** TASKS TO COMPLETE **
[1] Answer these questions using the passage about first seeing A Hard Day's Night:
(a) What job did the narrator's mother have?
(b) Which film held the narrator from the opening credits?
(c) According to the passage, how old was Paul McCartney when the narrator discovered him?
[2] From the passage about first seeing A Hard Day's Night, pull out word for word the part that opens with the words "But it was not" and closes with "the opening credits.".

** GIVEN TEXT **
** BEGIN **

The first time I saw a Richard Lester film I was about five years old, give or take. It was a rainy Saturday afternoon, which were usually Our Day with Dad each week because Mom worked as a bank teller part-time, and this often included Saturday shifts. My middle brother was two years younger than me (our youngest brother was not yet born) and so we were still of the right age for naptime. Not that there’s a wrong age for naptime, of course. In fact, I suspect my Dad put on the Spokane/Coeur d’Alene PBS station’s pledge drive programming that day to serve as background noise so that all of us, himself included, could while away a miserable afternoon with restorative slumber.

But it was not to be had, at least not by me. In the dreary post-meridiem hours, I sat transfixed by the warm black and white film broadcast into our living room. A Hard Day’s Night had me from the opening credits.

Now I was already a massive Beatles fan; thanks to my dad and his love of music, I was introduced to the Fabs at birth (or before, probably; not that my dad put headphones on my mother’s belly so I could listen in utero, but it wasn’t that far off…) and by the time I reached school-age, I was already able to recite facts about John, Paul, George, and Ringo, their hometown of Liverpool, and my favourite songs of theirs, much to the probable chagrin of the young people who would eventually become my friends. I owned books about The Beatles which I was too young to read; I owned vinyl records, even though I was too short and far too little to operate the record player; I had a crush on Paul McCartney, whose youthful face was all I knew about him even though, at the time I discovered him, he was in his mid-forties (to me, he was eternally twenty-something, frozen in time in the picture on my LP album covers). I was a mad second-generation Beatlemaniac. And there was nothing I could do to stop that.

** END **

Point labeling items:
** BEGIN **

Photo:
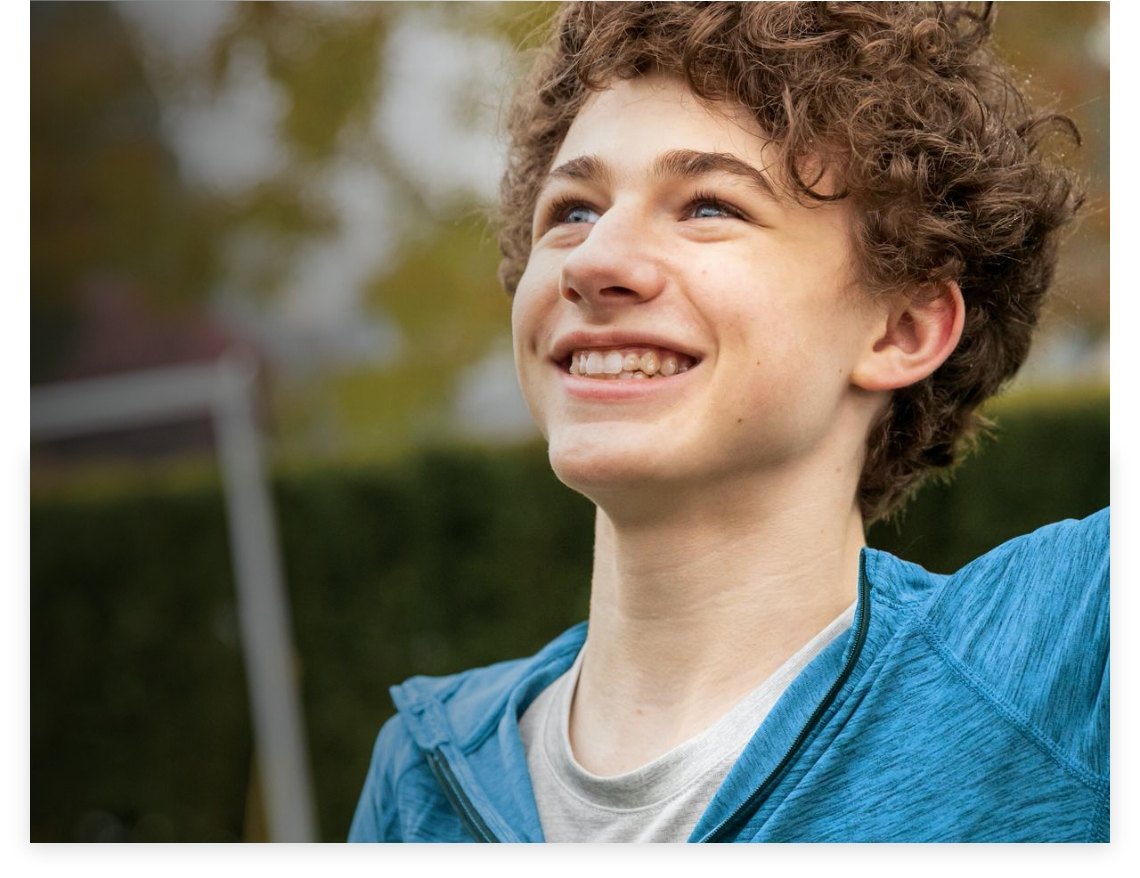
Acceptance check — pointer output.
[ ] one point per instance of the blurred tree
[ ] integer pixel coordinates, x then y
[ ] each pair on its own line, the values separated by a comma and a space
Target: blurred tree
108, 195
107, 201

** END **

** THE SOLUTIONS **
[1]
(a) She worked part-time as a bank teller.
(b) A Hard Day's Night.
(c) He was in his mid-forties.

[2]
But it was not to be had, at least not by me. In the dreary post-meridiem hours, I sat transfixed by the warm black and white film broadcast into our living room. A Hard Day’s Night had me from the opening credits.